▸ ENTRIES SHOWN
***

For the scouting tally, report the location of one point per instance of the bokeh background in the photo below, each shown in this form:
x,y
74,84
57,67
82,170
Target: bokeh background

***

▸ PROBLEM REQUIREMENTS
Please output the lines above verbatim, with no changes.

▸ EXERCISE RESULT
For the scouting tally, report the location of one point per instance of the bokeh background in the photo below, each shown in this form:
x,y
74,84
57,67
82,170
Target: bokeh background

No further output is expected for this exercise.